Please count the lines of the material below that contain the string "http" and give only that number.

[Items from a data source]
:::

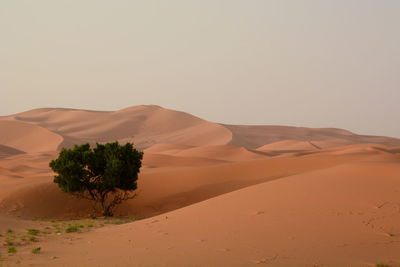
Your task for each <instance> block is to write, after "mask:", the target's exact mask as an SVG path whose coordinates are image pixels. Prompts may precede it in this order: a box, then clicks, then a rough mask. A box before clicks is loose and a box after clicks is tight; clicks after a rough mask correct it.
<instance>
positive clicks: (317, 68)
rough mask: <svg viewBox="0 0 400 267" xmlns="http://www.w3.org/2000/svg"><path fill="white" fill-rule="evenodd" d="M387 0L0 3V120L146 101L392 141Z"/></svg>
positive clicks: (43, 1) (60, 0)
mask: <svg viewBox="0 0 400 267" xmlns="http://www.w3.org/2000/svg"><path fill="white" fill-rule="evenodd" d="M399 14H400V1H399V0H330V1H329V0H291V1H289V0H275V1H273V0H241V1H235V0H197V1H190V0H180V1H178V0H165V1H152V0H143V1H139V0H138V1H135V0H112V1H111V0H79V1H73V0H57V1H54V0H1V1H0V96H1V97H0V115H7V114H11V113H17V112H21V111H25V110H28V109H33V108H39V107H70V108H84V109H95V110H116V109H120V108H124V107H128V106H132V105H139V104H157V105H161V106H164V107H166V108H172V109H177V110H182V111H186V112H189V113H192V114H194V115H196V116H199V117H202V118H204V119H207V120H211V121H215V122H222V123H232V124H275V125H276V124H278V125H295V126H308V127H338V128H345V129H348V130H351V131H354V132H357V133H363V134H375V135H388V136H395V137H400V28H399V27H400V15H399Z"/></svg>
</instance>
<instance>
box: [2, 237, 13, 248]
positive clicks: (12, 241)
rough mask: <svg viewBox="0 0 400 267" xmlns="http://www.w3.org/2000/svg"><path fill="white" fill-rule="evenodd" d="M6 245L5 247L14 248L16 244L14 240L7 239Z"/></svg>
mask: <svg viewBox="0 0 400 267" xmlns="http://www.w3.org/2000/svg"><path fill="white" fill-rule="evenodd" d="M4 245H5V246H8V247H9V246H14V242H13V240H12V239H10V238H6V240H4Z"/></svg>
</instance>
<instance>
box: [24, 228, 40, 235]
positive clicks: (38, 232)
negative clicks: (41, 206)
mask: <svg viewBox="0 0 400 267" xmlns="http://www.w3.org/2000/svg"><path fill="white" fill-rule="evenodd" d="M27 232H28V234H30V235H38V234H39V233H40V231H39V230H37V229H27Z"/></svg>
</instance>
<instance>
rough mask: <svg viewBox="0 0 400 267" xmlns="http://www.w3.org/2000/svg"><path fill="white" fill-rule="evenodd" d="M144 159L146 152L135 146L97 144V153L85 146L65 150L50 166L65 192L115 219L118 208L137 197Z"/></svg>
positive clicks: (53, 161) (53, 160)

:::

- _Result for this task_: 6